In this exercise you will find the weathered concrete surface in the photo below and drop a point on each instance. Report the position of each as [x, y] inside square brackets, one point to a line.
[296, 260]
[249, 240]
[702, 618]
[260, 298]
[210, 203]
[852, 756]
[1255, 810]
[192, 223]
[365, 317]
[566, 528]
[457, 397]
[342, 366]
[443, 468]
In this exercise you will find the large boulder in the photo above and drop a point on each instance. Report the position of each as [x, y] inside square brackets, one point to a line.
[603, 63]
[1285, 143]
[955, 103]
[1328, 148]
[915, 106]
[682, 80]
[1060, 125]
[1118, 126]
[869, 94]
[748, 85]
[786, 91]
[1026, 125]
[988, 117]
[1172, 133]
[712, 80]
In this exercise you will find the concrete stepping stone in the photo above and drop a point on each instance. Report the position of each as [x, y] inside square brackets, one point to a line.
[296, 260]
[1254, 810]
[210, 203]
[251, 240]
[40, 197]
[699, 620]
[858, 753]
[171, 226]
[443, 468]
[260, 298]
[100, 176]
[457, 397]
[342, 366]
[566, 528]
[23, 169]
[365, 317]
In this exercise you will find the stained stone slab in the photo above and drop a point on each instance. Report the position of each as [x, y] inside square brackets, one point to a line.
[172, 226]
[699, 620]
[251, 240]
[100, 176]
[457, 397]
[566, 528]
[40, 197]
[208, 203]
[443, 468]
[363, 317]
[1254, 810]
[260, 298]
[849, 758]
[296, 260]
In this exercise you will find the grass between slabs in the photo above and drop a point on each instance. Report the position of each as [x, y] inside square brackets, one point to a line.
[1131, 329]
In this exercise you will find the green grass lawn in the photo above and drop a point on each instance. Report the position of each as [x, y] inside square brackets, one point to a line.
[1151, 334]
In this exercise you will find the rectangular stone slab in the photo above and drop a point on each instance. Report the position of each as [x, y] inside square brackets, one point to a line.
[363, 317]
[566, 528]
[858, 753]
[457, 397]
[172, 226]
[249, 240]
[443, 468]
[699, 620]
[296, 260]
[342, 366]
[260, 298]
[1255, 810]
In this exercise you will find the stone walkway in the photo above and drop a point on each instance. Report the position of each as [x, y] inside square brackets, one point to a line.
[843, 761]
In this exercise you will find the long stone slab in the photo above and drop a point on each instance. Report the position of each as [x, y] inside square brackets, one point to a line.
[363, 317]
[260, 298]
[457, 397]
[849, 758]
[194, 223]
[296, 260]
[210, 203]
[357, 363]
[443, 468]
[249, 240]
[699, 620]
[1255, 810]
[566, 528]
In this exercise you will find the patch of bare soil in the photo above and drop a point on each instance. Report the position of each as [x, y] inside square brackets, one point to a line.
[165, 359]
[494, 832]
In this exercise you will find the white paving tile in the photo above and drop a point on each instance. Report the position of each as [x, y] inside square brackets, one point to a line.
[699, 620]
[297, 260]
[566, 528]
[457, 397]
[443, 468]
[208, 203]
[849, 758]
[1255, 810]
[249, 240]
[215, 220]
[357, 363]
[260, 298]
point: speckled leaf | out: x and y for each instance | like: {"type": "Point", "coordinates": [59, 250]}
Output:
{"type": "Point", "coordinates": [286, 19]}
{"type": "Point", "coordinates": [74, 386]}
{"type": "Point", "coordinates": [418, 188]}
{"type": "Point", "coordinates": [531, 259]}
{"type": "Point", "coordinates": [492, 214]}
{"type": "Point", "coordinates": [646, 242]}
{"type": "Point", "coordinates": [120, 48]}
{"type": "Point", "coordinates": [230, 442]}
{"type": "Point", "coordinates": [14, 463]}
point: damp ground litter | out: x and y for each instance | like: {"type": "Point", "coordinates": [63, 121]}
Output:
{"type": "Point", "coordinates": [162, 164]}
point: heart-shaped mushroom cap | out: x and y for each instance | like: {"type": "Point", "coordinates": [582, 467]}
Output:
——————
What you are asked to do:
Give the lines from the one containing "point: heart-shaped mushroom" through the end of the lines as a numbered list, with blank lines left out.

Answer:
1. point: heart-shaped mushroom cap | out: x and y for each instance | like: {"type": "Point", "coordinates": [582, 467]}
2. Output:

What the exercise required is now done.